AIM OF THE EXERCISE »
Format every line of the material below as a numbered list, omitting any blank lines.
==== DATASET EXCERPTS ====
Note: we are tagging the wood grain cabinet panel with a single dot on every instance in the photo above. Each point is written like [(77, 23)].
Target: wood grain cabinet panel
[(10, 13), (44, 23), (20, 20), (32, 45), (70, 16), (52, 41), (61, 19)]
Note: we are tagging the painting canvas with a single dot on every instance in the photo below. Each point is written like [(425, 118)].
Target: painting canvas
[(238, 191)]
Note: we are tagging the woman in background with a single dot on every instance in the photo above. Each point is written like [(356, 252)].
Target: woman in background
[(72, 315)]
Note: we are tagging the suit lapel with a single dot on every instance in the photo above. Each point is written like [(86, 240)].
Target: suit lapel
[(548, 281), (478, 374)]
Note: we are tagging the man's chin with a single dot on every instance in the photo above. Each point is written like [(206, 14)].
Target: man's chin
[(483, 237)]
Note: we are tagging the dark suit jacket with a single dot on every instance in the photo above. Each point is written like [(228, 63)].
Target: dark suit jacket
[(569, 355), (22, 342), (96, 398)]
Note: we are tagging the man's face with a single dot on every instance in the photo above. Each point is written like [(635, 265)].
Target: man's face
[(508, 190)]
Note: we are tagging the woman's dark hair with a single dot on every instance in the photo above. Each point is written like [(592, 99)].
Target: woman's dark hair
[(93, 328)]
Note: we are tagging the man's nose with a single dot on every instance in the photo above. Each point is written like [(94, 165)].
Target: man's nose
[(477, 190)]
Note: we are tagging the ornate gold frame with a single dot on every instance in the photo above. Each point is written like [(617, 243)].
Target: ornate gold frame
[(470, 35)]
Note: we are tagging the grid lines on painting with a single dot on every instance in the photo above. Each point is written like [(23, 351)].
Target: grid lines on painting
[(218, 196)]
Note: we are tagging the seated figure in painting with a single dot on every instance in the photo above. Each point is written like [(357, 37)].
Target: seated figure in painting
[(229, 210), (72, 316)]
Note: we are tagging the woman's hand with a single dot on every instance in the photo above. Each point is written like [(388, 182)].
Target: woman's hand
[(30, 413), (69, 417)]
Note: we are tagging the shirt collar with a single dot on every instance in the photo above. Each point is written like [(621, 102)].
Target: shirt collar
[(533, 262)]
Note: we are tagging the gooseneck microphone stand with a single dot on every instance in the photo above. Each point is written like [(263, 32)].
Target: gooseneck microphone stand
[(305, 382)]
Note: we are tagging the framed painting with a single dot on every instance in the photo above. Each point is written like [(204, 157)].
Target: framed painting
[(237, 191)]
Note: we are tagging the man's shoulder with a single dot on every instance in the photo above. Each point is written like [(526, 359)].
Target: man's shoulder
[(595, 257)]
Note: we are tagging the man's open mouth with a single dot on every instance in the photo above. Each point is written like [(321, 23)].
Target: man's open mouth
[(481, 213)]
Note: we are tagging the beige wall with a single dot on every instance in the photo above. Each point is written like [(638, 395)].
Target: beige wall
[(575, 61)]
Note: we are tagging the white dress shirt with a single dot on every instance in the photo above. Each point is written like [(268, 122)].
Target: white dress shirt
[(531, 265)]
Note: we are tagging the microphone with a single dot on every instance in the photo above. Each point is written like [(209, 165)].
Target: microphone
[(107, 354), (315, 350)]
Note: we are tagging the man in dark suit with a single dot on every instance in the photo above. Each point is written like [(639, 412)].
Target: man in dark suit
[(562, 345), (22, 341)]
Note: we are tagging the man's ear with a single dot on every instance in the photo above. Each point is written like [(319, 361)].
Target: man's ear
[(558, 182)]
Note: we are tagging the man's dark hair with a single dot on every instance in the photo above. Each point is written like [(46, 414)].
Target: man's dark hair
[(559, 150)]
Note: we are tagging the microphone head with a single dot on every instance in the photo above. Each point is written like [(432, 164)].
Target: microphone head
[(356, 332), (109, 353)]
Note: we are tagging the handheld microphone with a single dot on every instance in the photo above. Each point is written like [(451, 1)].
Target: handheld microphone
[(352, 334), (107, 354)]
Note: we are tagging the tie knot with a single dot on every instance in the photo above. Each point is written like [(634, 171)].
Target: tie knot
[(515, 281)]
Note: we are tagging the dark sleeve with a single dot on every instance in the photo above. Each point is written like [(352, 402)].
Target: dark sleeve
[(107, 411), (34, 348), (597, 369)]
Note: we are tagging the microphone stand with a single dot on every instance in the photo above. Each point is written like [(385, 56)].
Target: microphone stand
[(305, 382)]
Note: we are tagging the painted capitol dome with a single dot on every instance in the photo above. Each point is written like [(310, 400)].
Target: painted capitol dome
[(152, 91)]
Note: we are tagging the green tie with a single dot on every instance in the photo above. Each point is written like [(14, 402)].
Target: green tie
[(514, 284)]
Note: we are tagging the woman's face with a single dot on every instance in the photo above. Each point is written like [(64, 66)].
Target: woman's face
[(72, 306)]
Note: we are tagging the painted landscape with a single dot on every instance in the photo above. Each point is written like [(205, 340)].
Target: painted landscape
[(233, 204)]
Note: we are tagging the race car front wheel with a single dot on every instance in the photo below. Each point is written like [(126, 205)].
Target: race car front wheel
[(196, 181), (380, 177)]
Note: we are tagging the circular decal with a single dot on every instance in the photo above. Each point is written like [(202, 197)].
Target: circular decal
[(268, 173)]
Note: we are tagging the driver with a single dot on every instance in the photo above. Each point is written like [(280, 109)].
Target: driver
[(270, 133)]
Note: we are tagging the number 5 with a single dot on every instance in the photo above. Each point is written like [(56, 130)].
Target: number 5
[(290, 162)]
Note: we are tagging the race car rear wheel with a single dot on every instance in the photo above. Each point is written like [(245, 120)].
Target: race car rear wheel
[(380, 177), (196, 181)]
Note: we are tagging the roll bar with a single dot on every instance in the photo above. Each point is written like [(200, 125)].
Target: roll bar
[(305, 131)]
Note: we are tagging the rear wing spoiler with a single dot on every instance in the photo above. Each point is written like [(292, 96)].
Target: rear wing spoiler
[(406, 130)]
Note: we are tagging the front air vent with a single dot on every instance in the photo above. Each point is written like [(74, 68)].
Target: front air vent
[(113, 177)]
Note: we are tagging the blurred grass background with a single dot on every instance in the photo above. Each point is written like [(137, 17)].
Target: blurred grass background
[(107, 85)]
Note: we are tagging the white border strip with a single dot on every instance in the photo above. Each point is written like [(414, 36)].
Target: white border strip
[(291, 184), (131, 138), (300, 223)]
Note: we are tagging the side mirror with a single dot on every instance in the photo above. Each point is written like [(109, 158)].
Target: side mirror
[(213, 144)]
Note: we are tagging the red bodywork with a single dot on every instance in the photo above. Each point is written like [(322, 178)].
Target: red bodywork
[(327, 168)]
====
CORRECT RESULT »
1. Note: we are tagging the wood grain cabinet panel with a single dot on every instance in the photo above. Each point is written like [(77, 23)].
2. Target: wood grain cabinet panel
3. [(10, 13), (44, 23), (20, 20), (32, 45), (70, 16), (52, 41), (61, 19)]
4. Note: we are tagging the painting canvas with a single dot on every instance in the photo below. Each point is written like [(425, 118)].
5. Target: painting canvas
6. [(238, 191)]
7. Note: we are tagging the woman in background with a single dot on every instance in the photo above. Each point is written like [(356, 252)].
8. Target: woman in background
9. [(72, 315)]
10. Note: we are tagging the suit lapel with a single dot on every instance in the photo above. Each point is written like [(86, 240)].
11. Target: suit lapel
12. [(548, 281), (478, 374)]
13. Note: we are tagging the man's chin with a single dot on every instance in the photo above. Each point is written like [(206, 14)].
14. Target: man's chin
15. [(483, 237)]
16. Note: we are tagging the dark suit jacket with a single dot on every instance in the photo above. Each point is written like [(228, 63)].
17. Target: dark suit jacket
18. [(569, 355), (22, 342), (96, 398)]
19. Note: we are tagging the man's face with a single dot on every instance in the photo above. Each point is written like [(635, 265)].
20. Target: man's face
21. [(508, 190)]
22. Note: we are tagging the woman's dark hair with a single dot on every instance in the photo above. Each point is written like [(592, 99)].
23. Target: woman's dark hair
24. [(93, 328)]
25. Note: we are tagging the man's nose with a single dot on every instance in the photo above. Each point is written like [(94, 165)].
26. Target: man's nose
27. [(477, 190)]
28. Note: we are tagging the ornate gold frame with a single dot on every instance in the photo above. Each point is written like [(617, 243)].
29. Target: ornate gold frame
30. [(470, 35)]
31. Note: we are tagging the grid lines on painting with a single dot on every instance in the photo above. Each point is written like [(23, 351)].
32. Target: grid lines on painting
33. [(218, 196)]
34. Note: we are tagging the seated figure in painting with a single dot on every instance in the photo above. Each point is written like [(357, 37)].
35. Target: seated figure in painting
36. [(229, 210), (72, 316)]
37. Note: we are tagging the woman's hand with a single dot on every instance in the photo above. Each point is written like [(388, 182)].
38. Target: woman's hand
39. [(30, 413), (69, 417)]
40. Note: we are tagging the shirt collar with a single dot on every instance in the photo above. Each point is written like [(621, 102)].
41. Target: shirt collar
42. [(533, 262)]
43. Note: we are tagging the gooseneck microphone stand with a single dot on every instance in the photo above. Each point is written like [(263, 32)].
44. Target: gooseneck microphone stand
45. [(305, 382)]
46. Note: we are tagging the framed painting with a single dot on every instance in the photo above. Each point is written like [(204, 157)].
47. Target: framed painting
48. [(237, 191)]
49. Note: we are tagging the man's shoulder with a single dot on every instance in the photo above. Each point is written like [(526, 359)].
50. Target: man's shoulder
51. [(595, 257)]
52. Note: we are tagging the man's open mouth with a single dot on every instance in the photo above. Each point is written like [(321, 23)].
53. Target: man's open mouth
54. [(481, 213)]
55. Note: we are tagging the beige wall with a single dot on every instance in the photo above. Each point is written like [(638, 395)].
56. Target: beige wall
57. [(575, 61)]
58. Note: we are tagging the white dress shirt with a single dot on every instance in the photo above. Each point is written like [(268, 122)].
59. Target: white dress shirt
60. [(531, 265)]
61. Note: we are tagging the microphone with a single dot on every instance in the photo above. Each point is written like [(209, 165)].
62. Target: microphone
63. [(107, 354), (315, 350)]
64. Note: we are tagging the man in dark suit with a single dot on every instance in the photo above. Each point is written like [(639, 412)].
65. Target: man in dark suit
66. [(562, 345), (22, 341)]
67. Note: we are tagging the man's ear with a single dot on every instance in the photo above. Each point is written like [(319, 361)].
68. Target: man's ear
69. [(558, 182)]
70. Note: we are tagging the man's dark hair with a single dot on every instance in the photo above. Each point is written like [(46, 414)].
71. Target: man's dark hair
72. [(559, 150)]
73. Note: we are tagging the microphone head with a single dot on every instance in the photo above. Each point is written like [(432, 164)].
74. Target: microphone head
75. [(356, 332), (109, 353)]
76. Note: we are tagging the handheld microphone with a single dot on every instance in the photo above. Each point is written like [(451, 1)].
77. Target: handheld microphone
78. [(352, 334), (107, 354)]
79. Note: we are tagging the tie knot with a single dot on every instance in the photo above. Each point is written like [(634, 171)].
80. Target: tie knot
81. [(515, 281)]
82. Note: we are tagging the dark sleeve with a single dot on every instance in the photo above. Each point is written like [(352, 402)].
83. Target: dark sleeve
84. [(107, 411), (34, 348), (597, 369)]
85. Note: we are tagging the microphone stand with a single dot on every instance in the photo above. Each point is written like [(385, 56)].
86. Target: microphone stand
87. [(305, 382)]
88. Note: we are tagging the painted capitol dome with a single dot on every instance in the photo above. Each point is written like [(310, 400)].
89. Target: painted capitol dome
90. [(152, 91)]
91. Note: we are tagging the green tie with a single dot on every instance in the photo above. Each point is written like [(14, 402)].
92. Target: green tie
93. [(514, 284)]
94. Note: we are tagging the woman's face with a single dot on every instance in the photo above. Each point is written like [(64, 66)].
95. Target: woman's face
96. [(72, 306)]
97. Note: we are tagging the painted landscape with a single dot on every instance in the photo above. Each point is written like [(205, 340)].
98. Target: painted landscape
99. [(233, 204)]
100. Note: we are tagging the race car front wheel with a single dot on every instance in the photo below. Each point is written like [(126, 205)].
101. Target: race car front wheel
102. [(196, 181), (380, 177)]
103. Note: we are tagging the circular decal with a single dot on every instance in the photo above. Each point is written like [(202, 197)].
104. Target: circular decal
105. [(268, 173)]
106. Note: we are tagging the driver with a single dot on every instance in the photo above. Each point is written like [(280, 109)].
107. Target: driver
108. [(270, 133)]
109. Note: we are tagging the number 5 with a single dot on every instance in the photo above. Each point is written like [(56, 130)].
110. Target: number 5
111. [(290, 162)]
112. Note: we are tagging the race car rear wheel with a single dot on every instance in the photo above. Each point is written like [(245, 120)].
113. Target: race car rear wheel
114. [(380, 177), (196, 181)]
115. Note: we are tagging the roll bar with a single dot on every instance in the photo above. Each point is written like [(200, 125)].
116. Target: roll bar
117. [(305, 131)]
118. Note: we are tagging the rear wing spoiler with a single dot on every instance in the photo above. Each point is written like [(292, 96)].
119. Target: rear wing spoiler
120. [(406, 130)]
121. Note: we are tagging the front air vent with a single dot on every instance in the photo above. Each point is written like [(74, 68)].
122. Target: front air vent
123. [(113, 177)]
124. Note: we are tagging the blurred grass background with a single dot on every instance in the photo above. Each point is written like [(137, 17)].
125. Target: blurred grass background
126. [(107, 85)]
127. Note: we are tagging the white border strip with a single dot on every instance in the photo above. Each point is written like [(414, 36)].
128. Target: white border strip
129. [(291, 184), (131, 138), (300, 223)]
130. Note: we are tagging the side mirror with a single dot on every instance in the photo above. Each point is written like [(109, 158)].
131. Target: side mirror
132. [(213, 144)]
133. Note: we are tagging the red bodywork with a single dot on every instance in the photo above. Each point is written like [(322, 178)].
134. Target: red bodywork
135. [(327, 168)]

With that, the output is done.